GIVEN EXERCISE: Reproduce the rows below with every occurrence of "evaluation set" replaced by "test set" and nothing else changed. Omit the pictures.

begin SUPPLIED MATERIAL

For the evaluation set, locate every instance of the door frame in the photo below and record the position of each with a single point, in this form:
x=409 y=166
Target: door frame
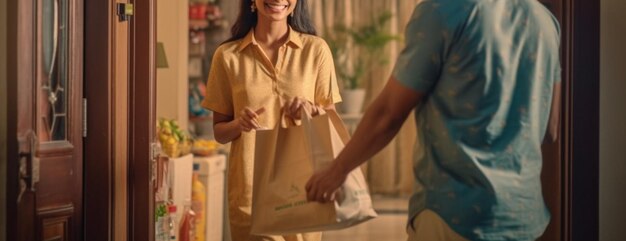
x=100 y=24
x=582 y=121
x=99 y=143
x=142 y=121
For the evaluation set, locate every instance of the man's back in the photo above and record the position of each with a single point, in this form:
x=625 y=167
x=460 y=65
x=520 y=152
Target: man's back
x=489 y=67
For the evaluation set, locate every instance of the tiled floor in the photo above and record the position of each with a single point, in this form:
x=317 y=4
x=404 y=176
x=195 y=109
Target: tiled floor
x=388 y=226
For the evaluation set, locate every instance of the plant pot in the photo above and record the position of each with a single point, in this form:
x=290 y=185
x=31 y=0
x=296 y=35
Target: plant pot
x=352 y=101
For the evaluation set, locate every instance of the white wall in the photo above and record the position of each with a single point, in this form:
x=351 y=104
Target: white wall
x=172 y=82
x=612 y=120
x=3 y=115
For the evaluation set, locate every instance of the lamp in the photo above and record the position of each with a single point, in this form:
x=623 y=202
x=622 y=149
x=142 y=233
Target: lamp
x=161 y=58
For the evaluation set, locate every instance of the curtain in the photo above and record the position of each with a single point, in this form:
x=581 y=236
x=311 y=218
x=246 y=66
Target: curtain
x=391 y=170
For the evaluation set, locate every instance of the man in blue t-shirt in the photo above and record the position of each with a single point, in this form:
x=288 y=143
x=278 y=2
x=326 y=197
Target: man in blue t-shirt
x=484 y=79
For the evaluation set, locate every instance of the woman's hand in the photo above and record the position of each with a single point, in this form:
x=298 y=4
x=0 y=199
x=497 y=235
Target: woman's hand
x=248 y=119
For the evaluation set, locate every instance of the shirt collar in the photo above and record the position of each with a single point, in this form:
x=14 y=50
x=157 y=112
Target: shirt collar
x=293 y=39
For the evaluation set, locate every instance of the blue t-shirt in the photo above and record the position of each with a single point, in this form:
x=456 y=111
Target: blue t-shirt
x=488 y=68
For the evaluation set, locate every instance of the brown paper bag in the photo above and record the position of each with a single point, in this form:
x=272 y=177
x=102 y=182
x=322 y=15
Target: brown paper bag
x=285 y=159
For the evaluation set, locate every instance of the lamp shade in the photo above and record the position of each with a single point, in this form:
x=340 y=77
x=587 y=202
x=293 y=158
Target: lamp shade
x=161 y=58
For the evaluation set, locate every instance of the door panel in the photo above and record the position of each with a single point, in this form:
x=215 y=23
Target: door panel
x=50 y=128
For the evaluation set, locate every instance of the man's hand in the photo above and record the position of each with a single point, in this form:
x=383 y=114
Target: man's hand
x=323 y=185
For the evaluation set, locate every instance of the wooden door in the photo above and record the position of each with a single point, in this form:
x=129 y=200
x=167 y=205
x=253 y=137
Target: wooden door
x=49 y=121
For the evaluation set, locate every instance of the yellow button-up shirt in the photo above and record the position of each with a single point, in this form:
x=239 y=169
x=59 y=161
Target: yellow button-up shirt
x=242 y=76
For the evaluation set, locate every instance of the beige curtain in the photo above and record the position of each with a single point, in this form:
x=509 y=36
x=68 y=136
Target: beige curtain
x=390 y=171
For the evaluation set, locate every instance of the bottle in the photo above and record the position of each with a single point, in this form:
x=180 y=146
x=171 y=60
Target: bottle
x=198 y=204
x=187 y=223
x=171 y=225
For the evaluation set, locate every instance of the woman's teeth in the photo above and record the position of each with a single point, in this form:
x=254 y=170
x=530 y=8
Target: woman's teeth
x=276 y=7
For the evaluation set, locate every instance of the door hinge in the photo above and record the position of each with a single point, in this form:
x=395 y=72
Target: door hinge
x=155 y=150
x=84 y=117
x=124 y=11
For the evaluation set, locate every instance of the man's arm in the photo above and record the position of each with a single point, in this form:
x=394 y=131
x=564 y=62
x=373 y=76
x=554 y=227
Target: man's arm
x=380 y=123
x=552 y=132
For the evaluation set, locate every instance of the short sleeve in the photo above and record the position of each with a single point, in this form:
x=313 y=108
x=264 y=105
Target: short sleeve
x=420 y=62
x=218 y=96
x=326 y=88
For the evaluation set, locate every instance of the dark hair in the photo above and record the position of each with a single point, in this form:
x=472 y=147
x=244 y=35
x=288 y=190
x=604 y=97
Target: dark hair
x=247 y=20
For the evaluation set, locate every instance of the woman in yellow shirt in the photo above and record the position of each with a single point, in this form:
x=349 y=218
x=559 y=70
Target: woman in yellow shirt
x=273 y=60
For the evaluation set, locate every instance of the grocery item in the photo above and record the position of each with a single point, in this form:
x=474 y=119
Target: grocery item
x=198 y=203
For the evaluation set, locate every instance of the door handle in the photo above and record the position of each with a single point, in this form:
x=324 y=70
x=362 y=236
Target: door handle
x=29 y=162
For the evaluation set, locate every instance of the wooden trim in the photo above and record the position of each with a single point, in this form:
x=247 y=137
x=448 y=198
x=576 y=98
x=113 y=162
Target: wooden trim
x=98 y=145
x=583 y=105
x=566 y=63
x=12 y=145
x=120 y=118
x=142 y=119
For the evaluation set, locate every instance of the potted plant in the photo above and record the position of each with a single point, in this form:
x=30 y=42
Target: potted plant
x=356 y=50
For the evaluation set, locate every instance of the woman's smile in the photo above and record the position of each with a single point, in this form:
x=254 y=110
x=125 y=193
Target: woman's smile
x=276 y=8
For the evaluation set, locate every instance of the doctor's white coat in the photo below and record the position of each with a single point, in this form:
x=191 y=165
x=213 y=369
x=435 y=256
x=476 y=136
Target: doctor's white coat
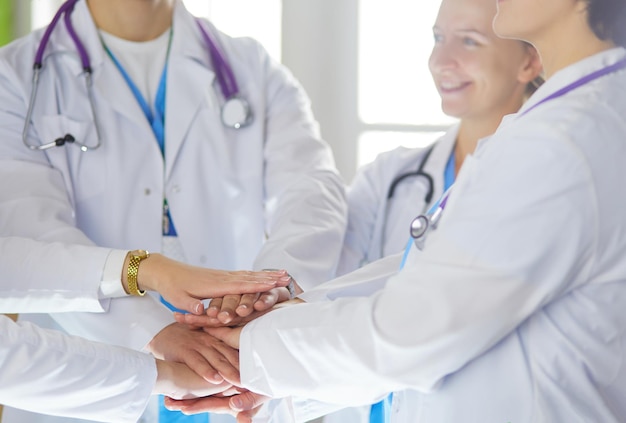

end SUPPLIED MATERIAL

TASK ANSWER:
For the test set, locate every instance of the door frame in the photo below and record the position of each with a single point, in this form:
x=409 y=166
Target: door frame
x=100 y=24
x=582 y=121
x=99 y=143
x=142 y=121
For the test set, locate every instance of the man's back in the photo above and record the position of each with a single point, in this form:
x=625 y=167
x=460 y=65
x=520 y=152
Target: man's back
x=489 y=67
For the test set, locate every instance of the tiled floor in the photo above and record the position of each with a single point, in this form:
x=317 y=4
x=404 y=176
x=195 y=109
Target: tiled floor
x=388 y=226
For the test set, locate every instance of the plant pot in the photo above and record the position of each with a single point, in this form:
x=290 y=185
x=31 y=0
x=296 y=35
Target: plant pot
x=352 y=101
For the test set, locate every instance of the white wall in the photo above and record the position of each with a single point, in this form:
x=351 y=104
Target: white wall
x=172 y=82
x=612 y=120
x=3 y=115
For the test set, locate every instance of the lamp in the photo above and record the position of each with a single point, in this form:
x=623 y=202
x=622 y=149
x=142 y=233
Target: lamp
x=161 y=58
For the test set, locate every instance of the curtain in the photo above and record the position of each with a single point, in this form:
x=581 y=236
x=311 y=218
x=246 y=66
Target: curtain
x=391 y=170
For the test set, locate every instance of the man in blue t-shirt in the photo above and record the position of each with a single point, in this form:
x=288 y=143
x=278 y=2
x=326 y=197
Target: man in blue t-shirt
x=484 y=79
For the test set, locate every instance of the woman's hand in the photo above and record the position of each with a single point, in this form:
x=298 y=4
x=0 y=199
x=497 y=235
Target: woman's hand
x=248 y=119
For the test set, locate every instance of the shirt collar in the photo above and record the position of each with a single point, in this form:
x=14 y=50
x=157 y=112
Target: shirt collar
x=293 y=39
For the test set, locate every instance of the blue t-shirt in the photo above and record the position of each with a single point, in this form:
x=456 y=111
Target: blue t-shirt
x=488 y=68
For the test set, locate every instance of the brown paper bag in the photo above and record the position of each with a single point, in this form:
x=272 y=177
x=102 y=182
x=322 y=15
Target: brown paper bag
x=285 y=159
For the test set, locate every instance of the lamp shade in the photo above and record the position of each with a single point, in this form:
x=340 y=77
x=587 y=202
x=293 y=158
Target: lamp shade
x=161 y=58
For the test set, locate every instance of the door panel in the photo above and record the position of each with a single point, in this form:
x=215 y=23
Target: door panel
x=50 y=128
For the test set, locate every instance of the man's hand in the photo above and record the position of each with a single point, in this form:
x=383 y=114
Target: man's hand
x=323 y=185
For the test set, locate every instance of the wooden door in the photo above and record the position of each with a single point, in this form:
x=129 y=200
x=167 y=205
x=253 y=137
Target: wooden door
x=49 y=121
For the test set, locate every instance of the yellow button-up shirt in the photo above and record the position of each with a single point, in this form:
x=239 y=169
x=59 y=161
Target: yellow button-up shirt
x=242 y=76
For the test set, locate every instance of the beige curtain in the photo above and record the position of each with a single point, in this form:
x=509 y=36
x=68 y=136
Target: beige curtain
x=390 y=171
For the test set, locate every instance of the bottle in the photo above and record the position of each with a single point, in this form:
x=180 y=146
x=171 y=60
Target: bottle
x=198 y=204
x=187 y=223
x=171 y=225
For the test set, locate every instance of the woman's teeth in the photo above and record the position of each with a single point, in this form:
x=254 y=170
x=530 y=8
Target: woman's teeth
x=276 y=7
For the test set, locate every instance of the door hinge in the photo above and record the position of each with a single point, in this form:
x=395 y=72
Target: door hinge
x=155 y=150
x=84 y=117
x=124 y=11
For the test set, locate every instance of the man's arm in the photo above and record the position of each with a single point, in this form:
x=394 y=131
x=564 y=62
x=373 y=76
x=554 y=227
Target: man's arm
x=380 y=123
x=552 y=132
For the test set, locate every instance of the short sleeve in the photo above and record the position of each with a single point, in this form:
x=313 y=108
x=264 y=105
Target: short sleeve
x=420 y=62
x=218 y=96
x=326 y=88
For the test set, locate every instance of the dark hair in the photo above and record the position of each with a single point, in this form:
x=472 y=147
x=244 y=35
x=288 y=190
x=604 y=97
Target: dark hair
x=247 y=20
For the test set, locate every instance of the woman in yellow shirt in the photo above and record the position of each with a single point, in this form:
x=349 y=218
x=559 y=70
Target: woman in yellow shirt
x=273 y=60
For the test set, locate every instance of the grocery item in the photo above and record the position of each with a single point, in this form:
x=474 y=119
Target: grocery item
x=198 y=203
For the test set, locate every instance of the door handle in the photo above and record the position of each with a single point, in this form:
x=324 y=70
x=362 y=236
Target: door handle
x=29 y=162
For the test set, locate every instance of the wooden trim in the photo above and record the position of each with a single point, in this form:
x=247 y=137
x=448 y=198
x=576 y=98
x=113 y=162
Target: wooden trim
x=98 y=145
x=583 y=105
x=566 y=63
x=12 y=145
x=120 y=118
x=142 y=119
For the test set, locate every instance of the potted plant in the photo above and record the position of each with a single point, in this form:
x=30 y=42
Target: potted plant
x=356 y=50
For the test set, locate every instance of the woman's smile in the photo above and record the position of each with a single point, in this form:
x=254 y=110
x=125 y=193
Target: woman's smile
x=276 y=8
For the test set, locate every instance of the doctor's white coat in the photo below and record the position of each with a single point, in this form:
x=191 y=165
x=213 y=369
x=435 y=256
x=476 y=136
Target: doctor's white coat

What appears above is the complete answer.